▶ [WORK ORDER]
Copy out the whole news piece below on mRNA and viral vector-based vaccines, word for word.

What is the difference between mRNA and viral vector-based vaccines?
|CTVnews 04 May 2021 at 14:39|
TORONTO -- After the National Advisory Committee on Immunization recently that mRNA vaccines are “preferred” over their viral vector-based counterparts in the fight against COVID-19, questions have been raised about the vaccines’ differences.
So far, Health Canada has currently authorized the use of four different COVID-19 vaccines made by Pfizer-BioNTech, Moderna, AstraZeneca, and Janssen (Johnson & Johnson’s vaccine division).
The Pfizer-BioNTech and Moderna vaccines use mRNA technology while the AstraZeneca and single-dose J&J shots are considered viral vector-based vaccines.
So what is the difference between mRNA and viral vector-based vaccines and why is NACI recommending one type over the other?
Viral vector-based vaccines, such as those developed by AstraZeneca and Johnson & Johnson, use a harmless virus, or adenovirus, as a delivery system to trigger the immune system to create antibodies to fight off an infection by SARS-CoV-2, which is the virus that causes COVID-19.

▶ [SUPPLIED MATERIAL]
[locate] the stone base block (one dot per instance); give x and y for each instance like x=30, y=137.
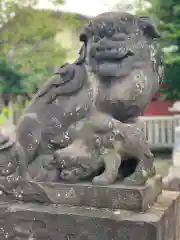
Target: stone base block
x=116, y=196
x=35, y=221
x=172, y=181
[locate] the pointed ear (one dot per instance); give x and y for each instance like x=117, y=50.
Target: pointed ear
x=83, y=38
x=146, y=25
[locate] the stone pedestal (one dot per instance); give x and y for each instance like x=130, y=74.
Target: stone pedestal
x=96, y=214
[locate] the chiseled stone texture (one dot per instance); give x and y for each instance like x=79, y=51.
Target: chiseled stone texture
x=21, y=221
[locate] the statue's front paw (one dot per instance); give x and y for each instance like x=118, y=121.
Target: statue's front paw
x=71, y=175
x=104, y=179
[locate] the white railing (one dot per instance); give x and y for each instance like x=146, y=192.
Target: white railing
x=159, y=130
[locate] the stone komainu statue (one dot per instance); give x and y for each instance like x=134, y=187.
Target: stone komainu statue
x=82, y=124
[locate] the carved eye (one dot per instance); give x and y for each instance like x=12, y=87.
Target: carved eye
x=96, y=38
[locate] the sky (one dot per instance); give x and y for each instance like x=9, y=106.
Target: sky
x=85, y=7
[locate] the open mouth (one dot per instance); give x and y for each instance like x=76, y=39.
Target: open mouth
x=111, y=53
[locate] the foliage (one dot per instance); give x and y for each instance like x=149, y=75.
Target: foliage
x=166, y=13
x=29, y=53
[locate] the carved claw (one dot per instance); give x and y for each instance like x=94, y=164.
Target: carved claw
x=104, y=180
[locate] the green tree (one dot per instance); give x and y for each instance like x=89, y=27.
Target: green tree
x=166, y=14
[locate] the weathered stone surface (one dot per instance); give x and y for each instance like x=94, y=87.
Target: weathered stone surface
x=82, y=125
x=172, y=183
x=34, y=221
x=116, y=196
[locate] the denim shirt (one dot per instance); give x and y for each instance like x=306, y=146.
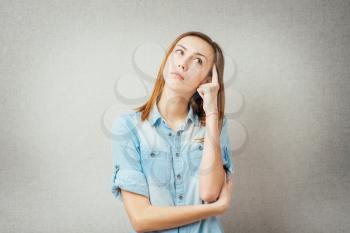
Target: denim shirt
x=152, y=160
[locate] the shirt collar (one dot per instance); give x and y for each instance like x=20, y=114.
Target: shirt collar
x=155, y=115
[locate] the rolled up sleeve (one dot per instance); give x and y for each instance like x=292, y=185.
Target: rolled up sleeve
x=127, y=172
x=226, y=148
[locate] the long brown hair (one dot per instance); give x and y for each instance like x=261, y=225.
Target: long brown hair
x=196, y=101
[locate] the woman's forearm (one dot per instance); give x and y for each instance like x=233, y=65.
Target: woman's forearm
x=155, y=218
x=212, y=173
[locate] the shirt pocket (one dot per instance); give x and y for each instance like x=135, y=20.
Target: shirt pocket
x=194, y=157
x=157, y=167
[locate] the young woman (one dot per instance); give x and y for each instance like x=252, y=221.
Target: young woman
x=172, y=156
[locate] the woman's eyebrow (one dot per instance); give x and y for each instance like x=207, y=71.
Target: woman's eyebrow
x=194, y=53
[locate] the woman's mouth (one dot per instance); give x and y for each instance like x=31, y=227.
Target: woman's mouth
x=178, y=76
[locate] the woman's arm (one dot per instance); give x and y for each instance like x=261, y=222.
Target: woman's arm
x=212, y=173
x=144, y=217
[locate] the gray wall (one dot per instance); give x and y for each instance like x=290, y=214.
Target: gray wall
x=289, y=99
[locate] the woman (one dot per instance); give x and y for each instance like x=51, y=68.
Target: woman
x=172, y=156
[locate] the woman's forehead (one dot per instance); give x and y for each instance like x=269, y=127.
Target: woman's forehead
x=196, y=45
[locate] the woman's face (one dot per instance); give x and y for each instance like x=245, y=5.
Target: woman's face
x=192, y=58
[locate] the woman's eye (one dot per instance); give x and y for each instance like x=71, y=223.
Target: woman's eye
x=178, y=51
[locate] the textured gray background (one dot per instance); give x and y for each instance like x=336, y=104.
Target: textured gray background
x=59, y=61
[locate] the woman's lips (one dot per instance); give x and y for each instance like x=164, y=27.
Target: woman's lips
x=178, y=76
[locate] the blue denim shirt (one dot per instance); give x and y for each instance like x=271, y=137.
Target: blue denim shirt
x=152, y=160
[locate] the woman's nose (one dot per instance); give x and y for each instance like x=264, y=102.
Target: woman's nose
x=182, y=64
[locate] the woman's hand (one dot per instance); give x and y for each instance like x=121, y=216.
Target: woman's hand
x=223, y=203
x=209, y=93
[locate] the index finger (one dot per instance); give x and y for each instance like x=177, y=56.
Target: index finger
x=214, y=78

▶ [FINISHED TASK]
What is the difference between mRNA and viral vector-based vaccines?
|CTVnews 04 May 2021 at 14:39|
TORONTO -- After the National Advisory Committee on Immunization recently that mRNA vaccines are “preferred” over their viral vector-based counterparts in the fight against COVID-19, questions have been raised about the vaccines’ differences.
So far, Health Canada has currently authorized the use of four different COVID-19 vaccines made by Pfizer-BioNTech, Moderna, AstraZeneca, and Janssen (Johnson & Johnson’s vaccine division).
The Pfizer-BioNTech and Moderna vaccines use mRNA technology while the AstraZeneca and single-dose J&J shots are considered viral vector-based vaccines.
So what is the difference between mRNA and viral vector-based vaccines and why is NACI recommending one type over the other?
Viral vector-based vaccines, such as those developed by AstraZeneca and Johnson & Johnson, use a harmless virus, or adenovirus, as a delivery system to trigger the immune system to create antibodies to fight off an infection by SARS-CoV-2, which is the virus that causes COVID-19.